» **STATED TASK**:
Can you copy out the listing below, from the line with "Target: yellow cloth on barrier" to the line with "(1098, 377)", both lines included?

» **RECORDS TO PROCESS**:
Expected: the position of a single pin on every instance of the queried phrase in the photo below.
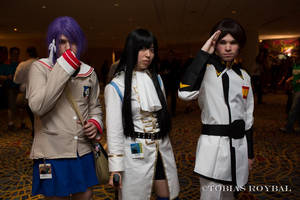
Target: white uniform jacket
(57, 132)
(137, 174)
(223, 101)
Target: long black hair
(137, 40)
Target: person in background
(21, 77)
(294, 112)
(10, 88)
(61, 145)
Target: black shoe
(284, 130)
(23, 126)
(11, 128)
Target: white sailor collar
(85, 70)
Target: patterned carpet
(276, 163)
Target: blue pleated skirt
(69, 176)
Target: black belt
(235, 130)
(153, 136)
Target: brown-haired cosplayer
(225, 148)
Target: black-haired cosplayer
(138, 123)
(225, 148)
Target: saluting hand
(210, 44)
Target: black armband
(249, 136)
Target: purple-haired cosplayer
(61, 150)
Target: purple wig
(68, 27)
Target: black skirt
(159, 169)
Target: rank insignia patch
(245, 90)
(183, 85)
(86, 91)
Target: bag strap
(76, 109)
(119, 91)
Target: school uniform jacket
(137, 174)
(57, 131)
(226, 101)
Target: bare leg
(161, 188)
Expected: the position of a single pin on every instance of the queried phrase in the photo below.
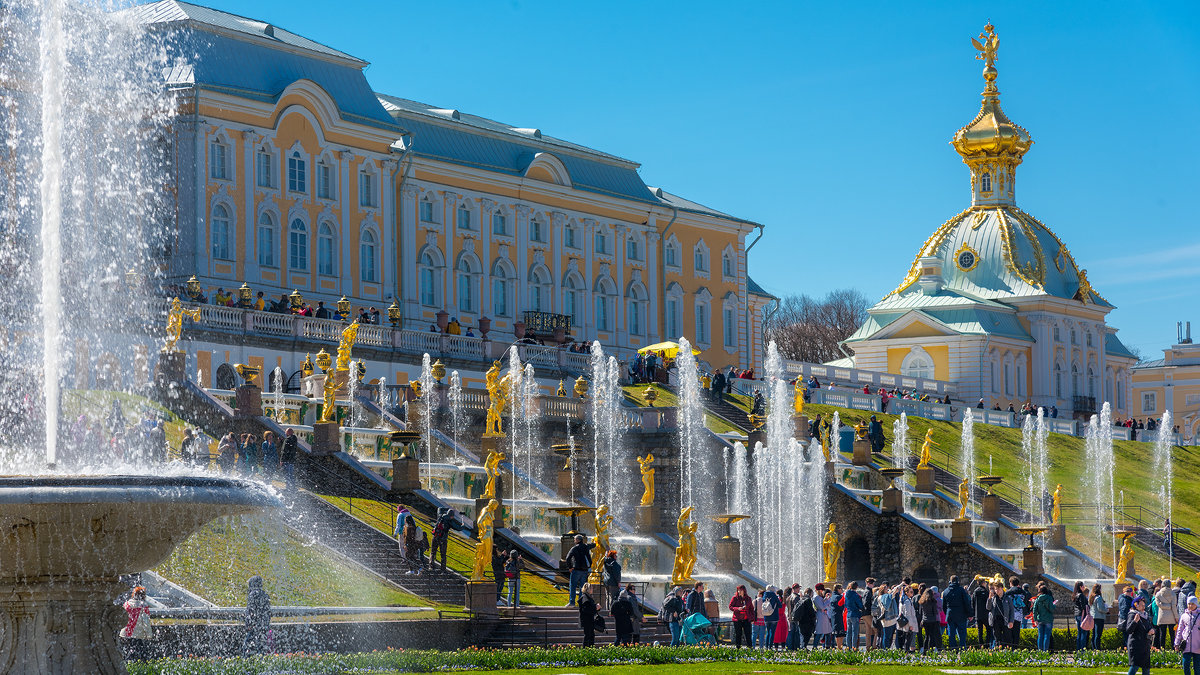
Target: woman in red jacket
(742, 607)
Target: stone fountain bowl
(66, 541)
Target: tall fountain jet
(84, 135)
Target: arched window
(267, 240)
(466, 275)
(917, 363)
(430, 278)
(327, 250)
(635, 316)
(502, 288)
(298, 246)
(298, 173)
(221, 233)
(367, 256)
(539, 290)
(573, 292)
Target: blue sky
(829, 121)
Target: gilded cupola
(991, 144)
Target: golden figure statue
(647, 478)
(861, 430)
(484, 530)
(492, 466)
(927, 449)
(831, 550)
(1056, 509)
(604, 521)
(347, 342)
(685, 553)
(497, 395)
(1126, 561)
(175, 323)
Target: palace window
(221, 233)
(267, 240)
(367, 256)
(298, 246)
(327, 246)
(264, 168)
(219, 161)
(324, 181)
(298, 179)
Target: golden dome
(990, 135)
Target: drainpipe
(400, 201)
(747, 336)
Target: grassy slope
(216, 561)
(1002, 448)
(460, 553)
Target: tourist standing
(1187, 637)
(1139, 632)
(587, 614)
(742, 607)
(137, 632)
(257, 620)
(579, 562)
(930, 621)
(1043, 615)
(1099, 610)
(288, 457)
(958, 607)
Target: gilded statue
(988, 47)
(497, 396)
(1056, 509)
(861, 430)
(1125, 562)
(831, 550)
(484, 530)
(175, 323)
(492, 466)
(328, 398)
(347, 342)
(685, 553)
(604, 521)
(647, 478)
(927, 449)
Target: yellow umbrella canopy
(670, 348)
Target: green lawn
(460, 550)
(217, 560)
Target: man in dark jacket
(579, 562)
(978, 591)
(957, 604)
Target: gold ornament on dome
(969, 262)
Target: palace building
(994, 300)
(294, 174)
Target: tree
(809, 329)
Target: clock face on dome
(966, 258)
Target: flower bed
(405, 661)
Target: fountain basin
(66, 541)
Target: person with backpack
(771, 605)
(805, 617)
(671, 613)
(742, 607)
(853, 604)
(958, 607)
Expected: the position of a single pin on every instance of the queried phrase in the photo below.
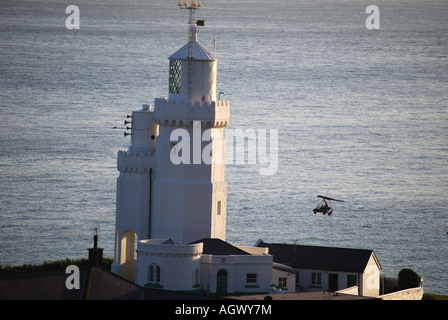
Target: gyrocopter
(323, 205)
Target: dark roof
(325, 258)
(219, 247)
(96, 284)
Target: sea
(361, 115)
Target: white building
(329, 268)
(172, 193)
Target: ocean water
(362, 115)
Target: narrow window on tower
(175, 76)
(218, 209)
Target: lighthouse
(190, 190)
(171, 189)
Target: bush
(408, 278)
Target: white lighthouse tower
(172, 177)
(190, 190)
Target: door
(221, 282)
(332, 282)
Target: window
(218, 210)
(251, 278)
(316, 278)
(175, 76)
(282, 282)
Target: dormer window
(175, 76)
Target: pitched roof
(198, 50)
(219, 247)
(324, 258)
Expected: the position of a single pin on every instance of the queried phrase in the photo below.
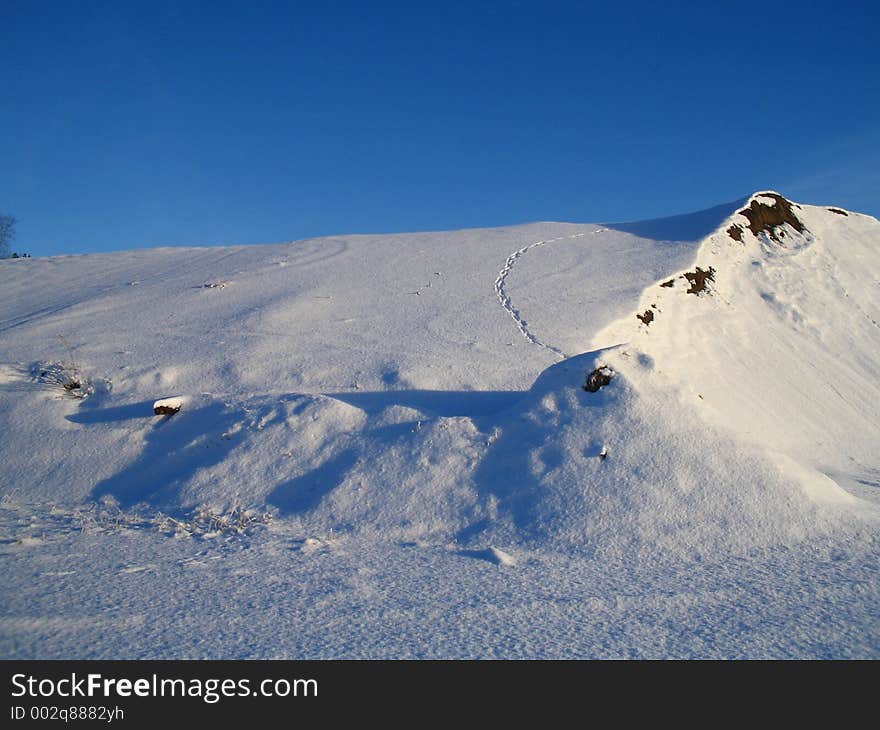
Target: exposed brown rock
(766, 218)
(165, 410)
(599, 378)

==

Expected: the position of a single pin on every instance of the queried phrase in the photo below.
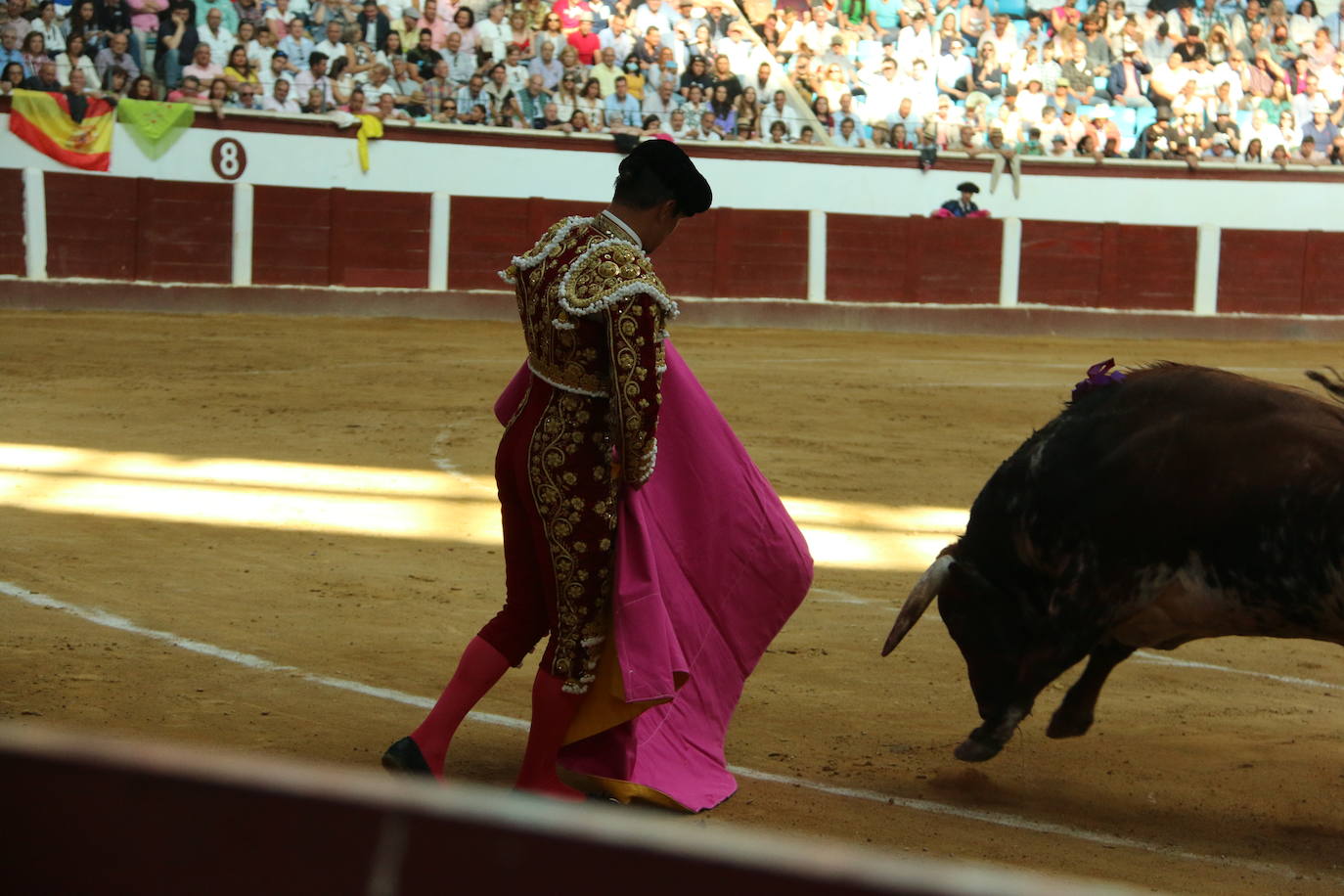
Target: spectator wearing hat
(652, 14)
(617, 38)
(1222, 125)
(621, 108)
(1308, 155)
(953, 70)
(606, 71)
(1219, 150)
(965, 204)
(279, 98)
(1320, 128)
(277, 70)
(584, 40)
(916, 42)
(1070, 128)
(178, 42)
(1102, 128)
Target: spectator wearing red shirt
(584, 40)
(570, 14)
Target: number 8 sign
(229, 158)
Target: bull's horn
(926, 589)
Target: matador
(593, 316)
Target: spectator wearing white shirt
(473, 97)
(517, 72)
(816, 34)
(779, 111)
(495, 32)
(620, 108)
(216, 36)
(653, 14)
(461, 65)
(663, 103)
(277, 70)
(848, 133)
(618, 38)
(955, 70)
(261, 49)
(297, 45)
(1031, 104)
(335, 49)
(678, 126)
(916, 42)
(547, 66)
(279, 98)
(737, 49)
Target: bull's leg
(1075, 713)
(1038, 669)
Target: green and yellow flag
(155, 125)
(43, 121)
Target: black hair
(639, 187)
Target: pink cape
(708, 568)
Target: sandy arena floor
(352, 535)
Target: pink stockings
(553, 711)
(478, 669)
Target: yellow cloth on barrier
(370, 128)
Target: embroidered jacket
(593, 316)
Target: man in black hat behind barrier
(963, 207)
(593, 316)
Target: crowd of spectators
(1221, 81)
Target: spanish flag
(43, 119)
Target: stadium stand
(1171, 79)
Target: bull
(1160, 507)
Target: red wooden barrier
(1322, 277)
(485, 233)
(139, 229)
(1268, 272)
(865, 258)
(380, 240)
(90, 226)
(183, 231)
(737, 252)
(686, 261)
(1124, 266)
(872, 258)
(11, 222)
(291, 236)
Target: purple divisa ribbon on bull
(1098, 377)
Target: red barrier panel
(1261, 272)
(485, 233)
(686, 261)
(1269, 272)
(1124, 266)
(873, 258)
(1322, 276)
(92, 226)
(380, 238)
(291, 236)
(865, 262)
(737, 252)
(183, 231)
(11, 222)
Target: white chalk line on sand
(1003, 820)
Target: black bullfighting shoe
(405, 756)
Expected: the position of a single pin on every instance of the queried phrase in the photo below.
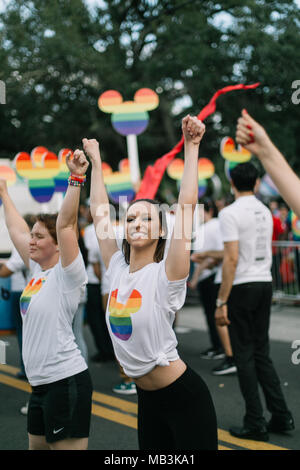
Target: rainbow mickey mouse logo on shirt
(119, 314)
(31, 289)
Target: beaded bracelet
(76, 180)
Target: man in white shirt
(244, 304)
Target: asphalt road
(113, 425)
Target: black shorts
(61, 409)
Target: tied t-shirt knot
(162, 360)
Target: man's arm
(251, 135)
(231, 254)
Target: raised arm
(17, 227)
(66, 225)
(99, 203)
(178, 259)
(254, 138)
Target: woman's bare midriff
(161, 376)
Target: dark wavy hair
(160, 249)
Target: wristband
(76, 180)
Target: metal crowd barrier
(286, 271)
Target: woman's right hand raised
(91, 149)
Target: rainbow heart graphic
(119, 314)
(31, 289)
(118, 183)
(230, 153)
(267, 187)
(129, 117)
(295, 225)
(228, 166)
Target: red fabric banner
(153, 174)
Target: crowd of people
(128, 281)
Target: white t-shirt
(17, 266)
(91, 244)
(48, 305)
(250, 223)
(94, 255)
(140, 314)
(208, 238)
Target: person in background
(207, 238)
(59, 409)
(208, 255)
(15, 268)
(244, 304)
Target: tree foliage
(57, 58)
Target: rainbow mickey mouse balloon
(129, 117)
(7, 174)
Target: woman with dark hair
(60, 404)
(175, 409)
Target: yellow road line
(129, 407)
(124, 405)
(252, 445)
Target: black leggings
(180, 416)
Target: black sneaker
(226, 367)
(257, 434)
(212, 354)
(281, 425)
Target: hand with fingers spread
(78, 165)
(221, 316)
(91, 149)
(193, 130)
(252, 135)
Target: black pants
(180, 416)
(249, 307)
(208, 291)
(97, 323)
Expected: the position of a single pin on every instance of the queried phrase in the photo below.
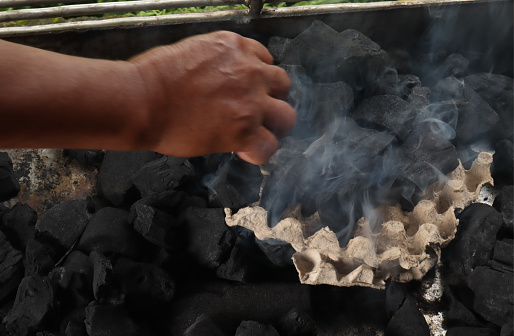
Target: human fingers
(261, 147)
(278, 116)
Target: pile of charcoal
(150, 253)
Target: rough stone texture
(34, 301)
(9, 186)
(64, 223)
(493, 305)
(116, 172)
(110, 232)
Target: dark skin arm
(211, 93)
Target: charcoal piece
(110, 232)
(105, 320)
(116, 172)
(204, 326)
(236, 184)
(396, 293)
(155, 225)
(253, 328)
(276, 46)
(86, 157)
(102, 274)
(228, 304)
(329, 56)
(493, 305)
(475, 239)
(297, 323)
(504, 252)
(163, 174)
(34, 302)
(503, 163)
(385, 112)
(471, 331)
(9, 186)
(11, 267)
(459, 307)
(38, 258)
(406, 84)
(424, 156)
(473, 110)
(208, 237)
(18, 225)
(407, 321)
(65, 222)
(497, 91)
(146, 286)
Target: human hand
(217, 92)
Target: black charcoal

» **OUTPUT FOR THIS TASK**:
Target: yellow cloth on barrier
(370, 128)
Target: embroidered jacket
(593, 316)
Target: man in black hat behind barrier
(963, 207)
(593, 316)
Target: crowd of spectators
(1221, 81)
Target: spanish flag
(43, 119)
Target: stadium stand
(1171, 79)
Target: bull
(1160, 507)
Target: red wooden barrier
(1322, 277)
(485, 233)
(139, 229)
(1268, 272)
(865, 258)
(380, 240)
(90, 226)
(183, 231)
(737, 252)
(686, 261)
(1124, 266)
(872, 258)
(11, 222)
(291, 236)
Target: purple divisa ribbon on bull
(1098, 377)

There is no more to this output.